A new kind of store has popped up in Regina’s atmosphere, one that displays the struggles genderqueer and non-binary people face when they shop.
Un/Tied Shoes is an online shoe store, with each pair telling a story about what it’s like to be non-binary in a gender-specific world.
Evie Ruddy, a Regina-based artist, launched the site and each story is told by them, a non-binary person.
“It’s emulating my experience while also trying to challenge the gender binary.”
The online experience begins on the site’s landing page where people must choose either ‘man or woman’, a common choice people face when choosing clothing, but for a non-binary person, those two stark choices may not present an option for them.
“It makes people think, ‘what if I didn’t identify as male or female but I’m presented with these two categories right away?’ You have to click on one to enter into the store, yet you don’t identify as either,” Ruddy said.
Visitors are then taken to a page with many shoe options, each one holding a story from Ruddy’s life.
Evie’s story begins with children’s shoes called “the Johnny”, explaining how Evie was supposed to be born a boy, and was born a girl. The story then takes readers to Evie’s teenage years packaged as shoes called “the idol.” A punk rock style that encompassed a time where Evie didn’t have a crush on Corey Hart, but wanted to be him.
The site not only features a story, and items that tell it, but it surfaces other struggles non-binary people may face like what Ruddy calls a “genderqueer tax,” which customers of the site are given when they check out.
“It explains that this is an extra fee that I sometimes have to pay, because I’ll buy shirts that don’t fit me and then I’ll have to tailor them to fit.”

* _Records provided_:
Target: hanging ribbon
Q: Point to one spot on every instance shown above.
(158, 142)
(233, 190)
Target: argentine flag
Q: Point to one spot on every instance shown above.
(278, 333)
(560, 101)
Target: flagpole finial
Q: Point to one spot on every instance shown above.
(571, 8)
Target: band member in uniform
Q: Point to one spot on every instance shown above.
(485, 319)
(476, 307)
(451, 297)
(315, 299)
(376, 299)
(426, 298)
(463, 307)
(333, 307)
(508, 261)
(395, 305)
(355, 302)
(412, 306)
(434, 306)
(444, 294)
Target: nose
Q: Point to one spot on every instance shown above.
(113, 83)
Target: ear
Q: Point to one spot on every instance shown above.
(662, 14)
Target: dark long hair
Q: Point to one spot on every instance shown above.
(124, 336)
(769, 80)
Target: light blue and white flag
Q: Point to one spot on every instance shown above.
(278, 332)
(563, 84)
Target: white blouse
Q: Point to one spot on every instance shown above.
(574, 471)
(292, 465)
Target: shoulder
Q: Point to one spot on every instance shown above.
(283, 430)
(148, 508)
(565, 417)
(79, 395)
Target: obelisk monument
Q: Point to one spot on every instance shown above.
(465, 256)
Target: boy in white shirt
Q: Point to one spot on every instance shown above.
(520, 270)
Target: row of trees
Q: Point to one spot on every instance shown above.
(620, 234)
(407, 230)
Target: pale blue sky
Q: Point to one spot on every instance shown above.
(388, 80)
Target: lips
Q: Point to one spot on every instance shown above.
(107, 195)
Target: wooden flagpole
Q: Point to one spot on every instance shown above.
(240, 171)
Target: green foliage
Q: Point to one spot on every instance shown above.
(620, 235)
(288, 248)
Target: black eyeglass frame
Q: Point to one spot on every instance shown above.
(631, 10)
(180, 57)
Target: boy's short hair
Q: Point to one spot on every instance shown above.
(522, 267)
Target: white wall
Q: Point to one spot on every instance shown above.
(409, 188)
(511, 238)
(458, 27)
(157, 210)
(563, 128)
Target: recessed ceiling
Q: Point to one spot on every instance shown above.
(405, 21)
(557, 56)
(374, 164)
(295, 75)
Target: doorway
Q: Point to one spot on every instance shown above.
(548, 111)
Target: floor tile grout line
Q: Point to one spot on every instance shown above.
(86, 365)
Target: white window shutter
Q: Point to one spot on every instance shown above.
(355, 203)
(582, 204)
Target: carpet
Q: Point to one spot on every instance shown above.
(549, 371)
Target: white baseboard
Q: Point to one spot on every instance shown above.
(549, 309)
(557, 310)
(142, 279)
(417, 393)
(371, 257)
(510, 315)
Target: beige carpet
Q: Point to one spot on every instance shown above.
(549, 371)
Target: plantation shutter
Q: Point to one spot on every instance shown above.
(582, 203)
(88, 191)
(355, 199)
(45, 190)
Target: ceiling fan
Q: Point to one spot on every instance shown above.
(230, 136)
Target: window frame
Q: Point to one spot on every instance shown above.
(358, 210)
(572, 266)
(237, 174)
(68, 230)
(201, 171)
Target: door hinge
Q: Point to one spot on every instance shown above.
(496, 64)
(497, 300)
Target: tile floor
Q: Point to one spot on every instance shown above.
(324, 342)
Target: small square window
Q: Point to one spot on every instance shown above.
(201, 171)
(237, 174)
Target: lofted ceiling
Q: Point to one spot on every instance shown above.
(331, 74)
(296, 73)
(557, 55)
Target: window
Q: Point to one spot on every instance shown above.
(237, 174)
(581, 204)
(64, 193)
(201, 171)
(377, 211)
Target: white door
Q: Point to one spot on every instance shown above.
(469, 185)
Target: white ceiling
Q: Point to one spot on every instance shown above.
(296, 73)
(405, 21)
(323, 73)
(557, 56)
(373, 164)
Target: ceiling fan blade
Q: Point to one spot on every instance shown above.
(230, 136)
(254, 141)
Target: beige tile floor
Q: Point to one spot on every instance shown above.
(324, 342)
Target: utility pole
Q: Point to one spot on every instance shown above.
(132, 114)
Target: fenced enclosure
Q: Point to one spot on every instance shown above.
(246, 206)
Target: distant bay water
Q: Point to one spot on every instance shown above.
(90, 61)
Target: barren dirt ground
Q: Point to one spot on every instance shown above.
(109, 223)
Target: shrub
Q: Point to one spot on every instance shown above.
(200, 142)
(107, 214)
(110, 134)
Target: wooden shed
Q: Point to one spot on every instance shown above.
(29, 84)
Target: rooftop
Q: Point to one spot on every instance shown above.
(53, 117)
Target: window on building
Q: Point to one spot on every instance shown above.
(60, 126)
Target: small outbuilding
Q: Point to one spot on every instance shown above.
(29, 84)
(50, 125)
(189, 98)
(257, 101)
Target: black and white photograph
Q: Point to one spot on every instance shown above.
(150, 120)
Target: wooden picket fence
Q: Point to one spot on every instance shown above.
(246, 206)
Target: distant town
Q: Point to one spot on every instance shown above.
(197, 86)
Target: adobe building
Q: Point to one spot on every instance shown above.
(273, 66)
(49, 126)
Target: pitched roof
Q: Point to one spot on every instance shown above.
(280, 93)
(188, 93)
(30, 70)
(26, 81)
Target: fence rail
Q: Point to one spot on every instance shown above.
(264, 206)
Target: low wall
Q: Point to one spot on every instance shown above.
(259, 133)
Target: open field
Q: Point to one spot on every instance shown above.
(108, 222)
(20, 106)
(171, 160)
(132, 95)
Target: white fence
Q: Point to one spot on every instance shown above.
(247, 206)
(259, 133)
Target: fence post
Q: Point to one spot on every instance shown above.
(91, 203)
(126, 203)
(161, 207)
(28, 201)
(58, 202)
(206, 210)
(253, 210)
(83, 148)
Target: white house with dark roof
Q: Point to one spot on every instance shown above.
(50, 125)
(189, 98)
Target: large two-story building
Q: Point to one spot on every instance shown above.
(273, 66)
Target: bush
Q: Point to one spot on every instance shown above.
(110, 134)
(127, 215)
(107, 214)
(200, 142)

* _Set exercise 1_:
In the passage about the Un/Tied Shoes store, which two choices must visitors pick between on the landing page?
* _Set exercise 2_:
Extend the passage about the Un/Tied Shoes store, starting right after its final sentence.
The data has no connection to the text about the shoe store.

* _Exercise answer 1_:
They must choose either "man" or "woman."

* _Exercise answer 2_:
The tax sheds light on a bigger trend in fashion and societal gender norms. Men’s clothing is often found in bigger sizes, while women’s clothing is made to fit smaller statured people.
“I face challenges being a small person who is interested in wearing men’s clothing,” Ruddy explained. “Because of the gender binary and because of the assumptions that the fashion industry has about what a man is and what a woman is.”
Ruddy said the store is an invitation to the fashion industry, to think about people who don’t fit the norm and here in Regina, a store called Norwood shares the sentiment, by including a clothing line called Peau de Loup.
It’s an ethical, Vancouver-based clothing company that offers masculine-styled shirts in sizes for smaller people, or those born assigned to female.
“Finding gender-affirming clothing is really important for people when it comes to expressing who they are and moving about in the world in a way that makes them feel confident and authentic,” Peau de Loup spokesperson Malloreigh Hamilton said.
“We’ve tried to create a product that helps people show who they are on the inside, on the outside.”
Hamilton noted the negative impacts that not being able to fully express who you are, can have on a person.
“Many of us, especially tomboys, are in this trap where we’ve been navigating the world our whole lives just never feeling like we look like how we want to look, and we don’t feel right in our bodies.”
“Smaller cities or smaller towns are really the hardest place to be a non-binary or gender non-conforming or queer person, because you don’t see a lot of representation in your daily life.”
Ruddy said they hope the site is a call to action for the industry to get away from the confines of two genders.
“I hope that clothing stores and the fashion industry start to think about why it is that they market their clothes to men and women and why they make clothing in limited sizes for men and for women.
“I invite them to think about making these styles of clothes for all sizes and all shapes of people.”
The store launched on June 5.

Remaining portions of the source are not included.